> **Exercise**: Could you filter the records below and keep only the lines with the word "shirt"?

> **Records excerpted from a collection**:
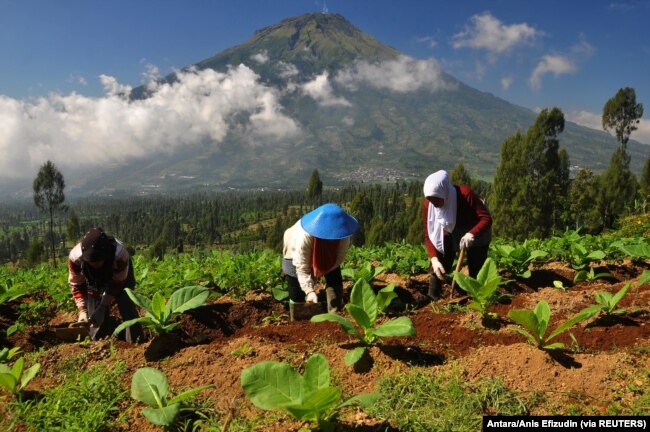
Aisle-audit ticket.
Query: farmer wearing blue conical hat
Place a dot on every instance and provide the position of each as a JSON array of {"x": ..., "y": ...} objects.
[{"x": 315, "y": 246}]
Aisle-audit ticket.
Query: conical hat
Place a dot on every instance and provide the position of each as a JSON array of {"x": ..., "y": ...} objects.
[{"x": 329, "y": 222}]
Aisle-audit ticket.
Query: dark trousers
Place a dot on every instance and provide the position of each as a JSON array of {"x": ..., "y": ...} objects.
[
  {"x": 128, "y": 311},
  {"x": 333, "y": 280},
  {"x": 476, "y": 257}
]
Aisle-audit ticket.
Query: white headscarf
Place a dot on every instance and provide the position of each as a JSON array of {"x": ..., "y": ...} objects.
[{"x": 443, "y": 219}]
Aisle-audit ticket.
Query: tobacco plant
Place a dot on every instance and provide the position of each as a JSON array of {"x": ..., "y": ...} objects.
[
  {"x": 364, "y": 307},
  {"x": 536, "y": 324},
  {"x": 272, "y": 385},
  {"x": 14, "y": 378},
  {"x": 150, "y": 386},
  {"x": 161, "y": 312},
  {"x": 517, "y": 259},
  {"x": 483, "y": 289}
]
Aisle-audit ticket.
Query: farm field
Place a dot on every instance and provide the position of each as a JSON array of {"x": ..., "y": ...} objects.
[{"x": 422, "y": 380}]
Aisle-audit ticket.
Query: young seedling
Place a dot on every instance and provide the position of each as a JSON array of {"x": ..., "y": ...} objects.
[
  {"x": 590, "y": 276},
  {"x": 606, "y": 302},
  {"x": 272, "y": 385},
  {"x": 483, "y": 289},
  {"x": 536, "y": 322},
  {"x": 150, "y": 386},
  {"x": 160, "y": 313},
  {"x": 365, "y": 307},
  {"x": 14, "y": 378}
]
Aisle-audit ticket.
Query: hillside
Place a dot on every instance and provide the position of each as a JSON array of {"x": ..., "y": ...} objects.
[{"x": 362, "y": 112}]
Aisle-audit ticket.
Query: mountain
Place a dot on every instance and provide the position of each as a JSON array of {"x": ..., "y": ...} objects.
[{"x": 364, "y": 112}]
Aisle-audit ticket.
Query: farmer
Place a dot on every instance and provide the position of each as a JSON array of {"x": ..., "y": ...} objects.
[
  {"x": 316, "y": 246},
  {"x": 454, "y": 218},
  {"x": 99, "y": 268}
]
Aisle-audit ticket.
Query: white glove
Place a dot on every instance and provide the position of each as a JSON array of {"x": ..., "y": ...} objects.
[
  {"x": 438, "y": 268},
  {"x": 466, "y": 241},
  {"x": 312, "y": 297},
  {"x": 83, "y": 316}
]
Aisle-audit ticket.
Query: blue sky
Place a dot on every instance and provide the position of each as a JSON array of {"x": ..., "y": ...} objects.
[{"x": 571, "y": 54}]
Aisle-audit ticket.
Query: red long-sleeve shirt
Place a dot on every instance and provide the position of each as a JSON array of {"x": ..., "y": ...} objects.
[{"x": 471, "y": 216}]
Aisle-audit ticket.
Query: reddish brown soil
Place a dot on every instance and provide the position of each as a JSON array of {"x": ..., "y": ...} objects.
[{"x": 609, "y": 352}]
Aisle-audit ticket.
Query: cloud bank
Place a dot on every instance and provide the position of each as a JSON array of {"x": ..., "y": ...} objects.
[{"x": 82, "y": 133}]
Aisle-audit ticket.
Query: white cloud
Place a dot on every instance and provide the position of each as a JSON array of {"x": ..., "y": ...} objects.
[
  {"x": 321, "y": 90},
  {"x": 427, "y": 40},
  {"x": 75, "y": 131},
  {"x": 555, "y": 64},
  {"x": 403, "y": 74},
  {"x": 488, "y": 33},
  {"x": 506, "y": 82},
  {"x": 594, "y": 121},
  {"x": 286, "y": 70},
  {"x": 261, "y": 57}
]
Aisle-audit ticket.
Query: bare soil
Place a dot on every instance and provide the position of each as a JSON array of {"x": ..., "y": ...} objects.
[{"x": 600, "y": 366}]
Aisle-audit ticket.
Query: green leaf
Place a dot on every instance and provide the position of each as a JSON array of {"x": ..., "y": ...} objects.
[
  {"x": 353, "y": 356},
  {"x": 363, "y": 296},
  {"x": 271, "y": 385},
  {"x": 138, "y": 299},
  {"x": 150, "y": 386},
  {"x": 316, "y": 404},
  {"x": 317, "y": 373},
  {"x": 164, "y": 416},
  {"x": 187, "y": 298},
  {"x": 401, "y": 326},
  {"x": 29, "y": 374},
  {"x": 359, "y": 315},
  {"x": 188, "y": 394}
]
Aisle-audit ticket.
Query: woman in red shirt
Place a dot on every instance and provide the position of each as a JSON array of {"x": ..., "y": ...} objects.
[{"x": 454, "y": 218}]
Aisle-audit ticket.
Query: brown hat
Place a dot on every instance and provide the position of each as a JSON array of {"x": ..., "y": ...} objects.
[{"x": 94, "y": 245}]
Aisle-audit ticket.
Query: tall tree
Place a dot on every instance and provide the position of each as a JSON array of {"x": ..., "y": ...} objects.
[
  {"x": 48, "y": 195},
  {"x": 530, "y": 181},
  {"x": 618, "y": 184}
]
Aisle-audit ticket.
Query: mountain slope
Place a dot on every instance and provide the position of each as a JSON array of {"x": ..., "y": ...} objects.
[{"x": 365, "y": 113}]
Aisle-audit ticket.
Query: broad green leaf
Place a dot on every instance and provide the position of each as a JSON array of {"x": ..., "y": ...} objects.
[
  {"x": 528, "y": 320},
  {"x": 158, "y": 308},
  {"x": 164, "y": 416},
  {"x": 354, "y": 355},
  {"x": 146, "y": 321},
  {"x": 316, "y": 404},
  {"x": 29, "y": 374},
  {"x": 620, "y": 294},
  {"x": 150, "y": 386},
  {"x": 138, "y": 299},
  {"x": 363, "y": 296},
  {"x": 187, "y": 298},
  {"x": 359, "y": 315},
  {"x": 8, "y": 381},
  {"x": 347, "y": 326},
  {"x": 401, "y": 326},
  {"x": 188, "y": 394},
  {"x": 317, "y": 373},
  {"x": 271, "y": 385}
]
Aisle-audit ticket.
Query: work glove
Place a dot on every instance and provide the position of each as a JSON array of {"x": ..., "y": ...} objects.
[
  {"x": 438, "y": 268},
  {"x": 466, "y": 241},
  {"x": 97, "y": 318},
  {"x": 83, "y": 316},
  {"x": 312, "y": 297}
]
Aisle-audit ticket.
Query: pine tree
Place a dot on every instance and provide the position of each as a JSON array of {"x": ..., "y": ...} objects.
[{"x": 48, "y": 196}]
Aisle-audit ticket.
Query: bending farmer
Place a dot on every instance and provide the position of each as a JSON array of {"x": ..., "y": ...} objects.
[
  {"x": 454, "y": 218},
  {"x": 99, "y": 268},
  {"x": 316, "y": 246}
]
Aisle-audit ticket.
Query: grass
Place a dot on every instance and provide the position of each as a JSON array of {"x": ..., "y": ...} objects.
[
  {"x": 420, "y": 401},
  {"x": 89, "y": 401}
]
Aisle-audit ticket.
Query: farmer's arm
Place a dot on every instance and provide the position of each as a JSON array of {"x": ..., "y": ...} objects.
[{"x": 76, "y": 278}]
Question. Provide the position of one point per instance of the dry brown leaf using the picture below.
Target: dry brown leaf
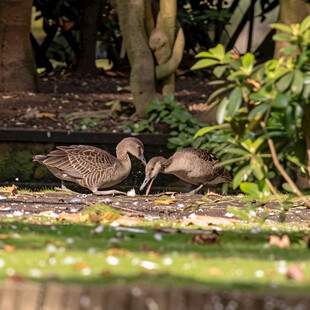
(164, 201)
(213, 194)
(283, 242)
(45, 115)
(128, 221)
(214, 271)
(205, 221)
(74, 218)
(12, 189)
(9, 248)
(296, 273)
(205, 239)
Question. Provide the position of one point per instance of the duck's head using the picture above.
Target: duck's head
(133, 146)
(152, 169)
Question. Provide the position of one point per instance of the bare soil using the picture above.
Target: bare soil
(64, 97)
(152, 207)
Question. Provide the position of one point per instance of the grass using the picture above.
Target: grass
(75, 253)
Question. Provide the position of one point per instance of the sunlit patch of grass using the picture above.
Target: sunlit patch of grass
(95, 254)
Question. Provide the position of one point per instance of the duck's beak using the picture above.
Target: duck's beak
(147, 180)
(142, 158)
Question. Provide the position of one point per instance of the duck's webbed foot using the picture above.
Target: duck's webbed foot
(196, 190)
(63, 187)
(109, 192)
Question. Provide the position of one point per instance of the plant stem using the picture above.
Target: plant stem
(280, 168)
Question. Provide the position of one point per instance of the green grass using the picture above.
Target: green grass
(73, 253)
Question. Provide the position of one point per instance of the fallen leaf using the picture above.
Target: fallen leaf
(283, 242)
(12, 189)
(205, 239)
(205, 221)
(9, 248)
(214, 271)
(296, 273)
(128, 221)
(164, 201)
(213, 194)
(45, 115)
(74, 218)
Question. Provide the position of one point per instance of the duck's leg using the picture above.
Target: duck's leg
(195, 191)
(109, 192)
(63, 187)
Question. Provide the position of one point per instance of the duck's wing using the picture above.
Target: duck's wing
(195, 153)
(80, 160)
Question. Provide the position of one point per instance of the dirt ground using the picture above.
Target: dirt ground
(61, 98)
(163, 206)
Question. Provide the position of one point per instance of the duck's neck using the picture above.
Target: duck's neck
(123, 157)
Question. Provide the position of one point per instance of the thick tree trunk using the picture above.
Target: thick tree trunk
(142, 76)
(92, 10)
(291, 12)
(17, 65)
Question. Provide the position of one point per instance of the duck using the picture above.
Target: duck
(92, 167)
(193, 165)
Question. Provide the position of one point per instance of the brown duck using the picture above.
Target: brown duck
(195, 166)
(92, 167)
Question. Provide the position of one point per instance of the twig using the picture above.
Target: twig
(280, 168)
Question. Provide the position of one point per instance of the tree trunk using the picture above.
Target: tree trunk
(91, 13)
(131, 15)
(291, 12)
(17, 65)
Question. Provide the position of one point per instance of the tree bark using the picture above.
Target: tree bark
(91, 13)
(17, 65)
(291, 12)
(142, 76)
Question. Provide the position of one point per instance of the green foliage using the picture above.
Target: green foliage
(170, 113)
(275, 92)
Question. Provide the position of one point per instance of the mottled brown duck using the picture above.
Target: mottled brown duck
(195, 166)
(92, 167)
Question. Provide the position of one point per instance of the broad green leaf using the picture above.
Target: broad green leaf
(298, 81)
(285, 81)
(219, 51)
(287, 187)
(235, 100)
(250, 189)
(206, 55)
(248, 61)
(257, 143)
(305, 24)
(258, 110)
(282, 37)
(248, 145)
(205, 130)
(217, 82)
(289, 49)
(281, 101)
(221, 110)
(219, 71)
(241, 175)
(236, 75)
(257, 169)
(204, 63)
(281, 27)
(219, 93)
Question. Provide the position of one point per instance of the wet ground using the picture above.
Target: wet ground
(164, 206)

> **Result of the task**:
Query: red long-sleeve shirt
Query: woman in red shirt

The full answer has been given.